▶ [Detalhes do exercício] Reúna todas as linhas dos dados em que aparece a palavra "windmill", copiando cada uma delas por inteiro.

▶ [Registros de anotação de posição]
++++++

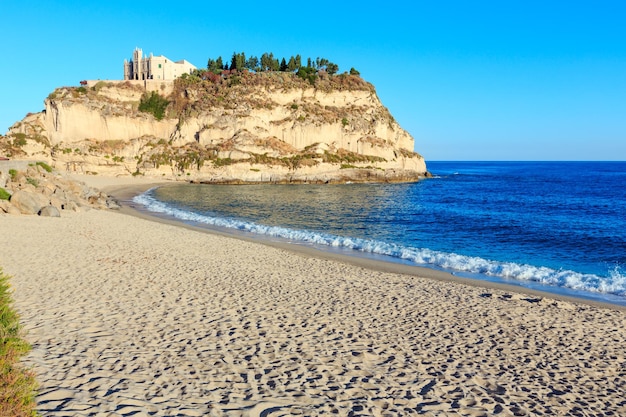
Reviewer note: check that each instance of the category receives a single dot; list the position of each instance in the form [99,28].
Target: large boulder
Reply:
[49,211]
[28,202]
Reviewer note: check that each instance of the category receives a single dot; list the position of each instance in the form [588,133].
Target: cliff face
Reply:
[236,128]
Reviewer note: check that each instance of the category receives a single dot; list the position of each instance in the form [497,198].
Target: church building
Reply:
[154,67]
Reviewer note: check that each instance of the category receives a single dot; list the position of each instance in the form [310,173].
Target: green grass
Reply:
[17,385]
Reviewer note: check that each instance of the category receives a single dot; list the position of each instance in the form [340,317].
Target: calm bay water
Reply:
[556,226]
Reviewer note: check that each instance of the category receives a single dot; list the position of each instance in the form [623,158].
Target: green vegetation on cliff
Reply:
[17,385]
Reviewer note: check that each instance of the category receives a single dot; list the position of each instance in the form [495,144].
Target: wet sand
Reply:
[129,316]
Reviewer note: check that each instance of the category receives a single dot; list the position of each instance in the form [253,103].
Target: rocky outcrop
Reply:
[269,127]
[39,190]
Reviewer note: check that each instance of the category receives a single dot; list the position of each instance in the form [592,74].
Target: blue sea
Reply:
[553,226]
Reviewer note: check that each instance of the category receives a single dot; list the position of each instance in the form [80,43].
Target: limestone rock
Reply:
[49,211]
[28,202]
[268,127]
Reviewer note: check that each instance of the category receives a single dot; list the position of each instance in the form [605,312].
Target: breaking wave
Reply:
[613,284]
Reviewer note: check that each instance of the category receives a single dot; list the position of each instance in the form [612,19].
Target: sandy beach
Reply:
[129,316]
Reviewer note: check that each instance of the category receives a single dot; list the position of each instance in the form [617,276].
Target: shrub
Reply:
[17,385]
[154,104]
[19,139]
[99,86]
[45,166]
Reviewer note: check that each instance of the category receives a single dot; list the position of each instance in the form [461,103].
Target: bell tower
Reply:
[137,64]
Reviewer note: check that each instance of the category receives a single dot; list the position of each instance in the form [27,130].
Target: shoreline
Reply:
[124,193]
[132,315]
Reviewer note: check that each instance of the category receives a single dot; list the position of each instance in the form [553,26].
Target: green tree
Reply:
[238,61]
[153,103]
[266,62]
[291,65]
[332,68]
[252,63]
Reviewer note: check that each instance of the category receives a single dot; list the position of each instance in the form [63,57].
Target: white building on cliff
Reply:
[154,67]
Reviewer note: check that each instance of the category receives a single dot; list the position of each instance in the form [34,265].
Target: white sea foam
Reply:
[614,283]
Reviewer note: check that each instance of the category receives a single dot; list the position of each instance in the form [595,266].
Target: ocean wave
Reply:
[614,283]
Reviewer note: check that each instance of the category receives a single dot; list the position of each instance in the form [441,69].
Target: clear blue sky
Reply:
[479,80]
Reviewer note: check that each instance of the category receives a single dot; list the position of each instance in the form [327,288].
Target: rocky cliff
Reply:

++++++

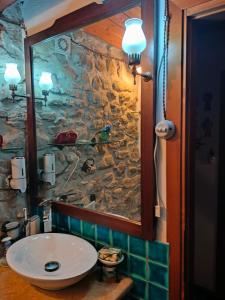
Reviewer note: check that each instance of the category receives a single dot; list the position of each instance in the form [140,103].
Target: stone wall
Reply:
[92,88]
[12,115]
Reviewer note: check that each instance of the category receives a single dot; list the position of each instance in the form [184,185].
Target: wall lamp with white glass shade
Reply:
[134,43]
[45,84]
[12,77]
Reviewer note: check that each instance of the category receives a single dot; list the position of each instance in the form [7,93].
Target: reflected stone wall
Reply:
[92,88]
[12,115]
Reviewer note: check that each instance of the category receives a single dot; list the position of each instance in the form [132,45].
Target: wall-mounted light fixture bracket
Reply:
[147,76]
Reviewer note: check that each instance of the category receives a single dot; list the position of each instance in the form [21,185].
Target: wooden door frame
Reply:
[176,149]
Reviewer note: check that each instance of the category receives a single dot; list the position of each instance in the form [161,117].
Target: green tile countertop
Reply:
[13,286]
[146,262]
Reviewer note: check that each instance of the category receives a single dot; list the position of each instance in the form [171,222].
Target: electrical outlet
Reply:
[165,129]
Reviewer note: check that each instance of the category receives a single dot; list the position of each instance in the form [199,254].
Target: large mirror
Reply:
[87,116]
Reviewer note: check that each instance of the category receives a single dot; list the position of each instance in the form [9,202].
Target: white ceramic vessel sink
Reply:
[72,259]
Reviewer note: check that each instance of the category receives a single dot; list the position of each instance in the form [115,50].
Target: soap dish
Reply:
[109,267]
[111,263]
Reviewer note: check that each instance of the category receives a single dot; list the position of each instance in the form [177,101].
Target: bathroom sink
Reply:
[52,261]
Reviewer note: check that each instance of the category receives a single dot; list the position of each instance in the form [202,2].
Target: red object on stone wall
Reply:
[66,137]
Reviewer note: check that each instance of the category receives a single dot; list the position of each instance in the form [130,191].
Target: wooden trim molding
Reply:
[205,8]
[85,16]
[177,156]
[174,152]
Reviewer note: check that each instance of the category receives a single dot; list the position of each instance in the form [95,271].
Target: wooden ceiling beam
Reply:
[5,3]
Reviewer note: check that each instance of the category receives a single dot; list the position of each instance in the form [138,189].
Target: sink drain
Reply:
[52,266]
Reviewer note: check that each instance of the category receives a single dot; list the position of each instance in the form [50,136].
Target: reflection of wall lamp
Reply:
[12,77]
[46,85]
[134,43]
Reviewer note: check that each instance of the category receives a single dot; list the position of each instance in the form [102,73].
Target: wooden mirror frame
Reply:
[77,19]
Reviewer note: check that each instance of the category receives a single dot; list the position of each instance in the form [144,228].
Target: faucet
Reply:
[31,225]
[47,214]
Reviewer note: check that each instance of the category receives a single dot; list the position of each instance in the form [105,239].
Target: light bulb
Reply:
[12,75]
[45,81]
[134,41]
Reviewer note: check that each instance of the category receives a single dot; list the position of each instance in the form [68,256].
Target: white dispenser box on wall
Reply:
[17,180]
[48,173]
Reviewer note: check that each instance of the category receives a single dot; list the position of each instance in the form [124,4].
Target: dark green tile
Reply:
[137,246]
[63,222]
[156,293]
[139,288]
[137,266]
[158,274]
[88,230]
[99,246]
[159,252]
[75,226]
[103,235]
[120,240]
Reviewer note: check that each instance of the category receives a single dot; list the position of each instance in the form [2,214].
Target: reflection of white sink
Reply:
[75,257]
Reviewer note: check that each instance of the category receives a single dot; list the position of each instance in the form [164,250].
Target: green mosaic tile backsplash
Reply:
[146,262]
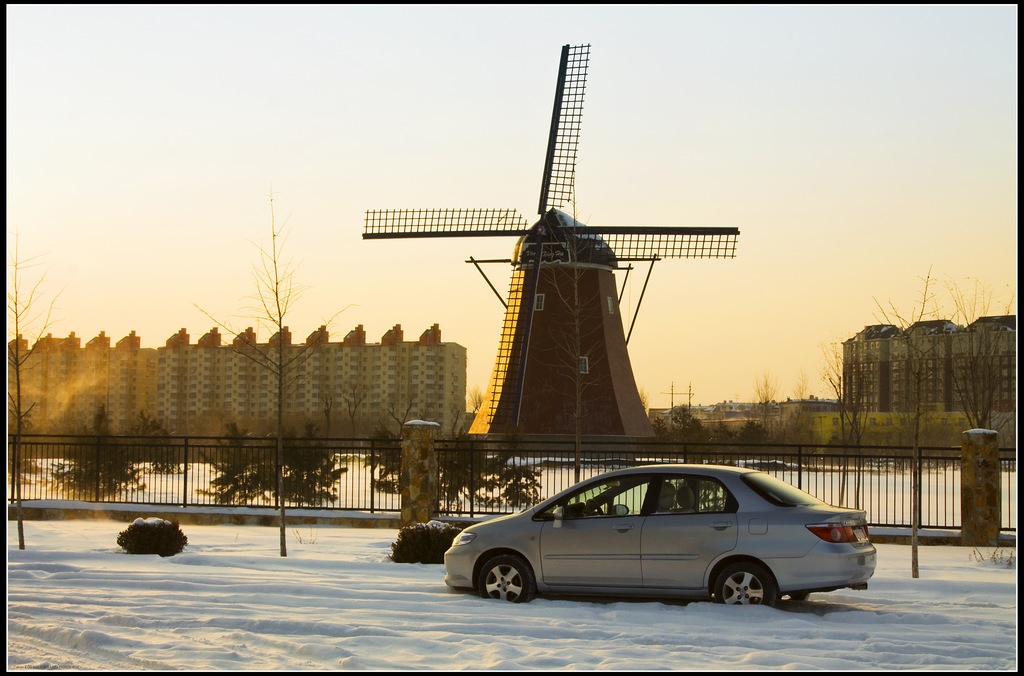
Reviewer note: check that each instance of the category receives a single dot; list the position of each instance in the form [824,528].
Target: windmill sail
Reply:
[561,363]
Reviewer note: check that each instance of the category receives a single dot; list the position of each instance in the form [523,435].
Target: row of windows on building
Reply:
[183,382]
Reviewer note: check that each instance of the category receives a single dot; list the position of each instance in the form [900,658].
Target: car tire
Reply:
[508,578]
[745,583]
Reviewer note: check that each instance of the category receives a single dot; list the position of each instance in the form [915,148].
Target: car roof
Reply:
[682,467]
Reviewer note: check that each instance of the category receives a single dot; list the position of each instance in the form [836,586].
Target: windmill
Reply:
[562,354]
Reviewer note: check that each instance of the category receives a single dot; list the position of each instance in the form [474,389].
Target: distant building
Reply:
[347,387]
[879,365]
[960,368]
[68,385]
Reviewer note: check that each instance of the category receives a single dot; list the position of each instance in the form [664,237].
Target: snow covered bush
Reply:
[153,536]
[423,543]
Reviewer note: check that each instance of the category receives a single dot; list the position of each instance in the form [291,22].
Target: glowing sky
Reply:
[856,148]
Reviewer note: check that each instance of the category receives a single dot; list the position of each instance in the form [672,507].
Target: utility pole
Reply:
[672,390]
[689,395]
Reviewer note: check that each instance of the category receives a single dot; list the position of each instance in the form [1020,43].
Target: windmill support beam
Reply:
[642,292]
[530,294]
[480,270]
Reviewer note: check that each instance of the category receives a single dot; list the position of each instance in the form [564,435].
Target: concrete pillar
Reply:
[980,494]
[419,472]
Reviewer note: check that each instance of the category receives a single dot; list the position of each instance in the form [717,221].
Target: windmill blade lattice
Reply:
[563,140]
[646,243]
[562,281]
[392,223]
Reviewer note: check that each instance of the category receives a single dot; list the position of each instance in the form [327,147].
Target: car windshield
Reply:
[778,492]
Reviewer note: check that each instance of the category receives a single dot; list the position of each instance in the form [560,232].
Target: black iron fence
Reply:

++++++

▶ [Solução do problema]
Target: windmill sail
Target: windmill
Target: windmill support beam
Target: windmill blade lattice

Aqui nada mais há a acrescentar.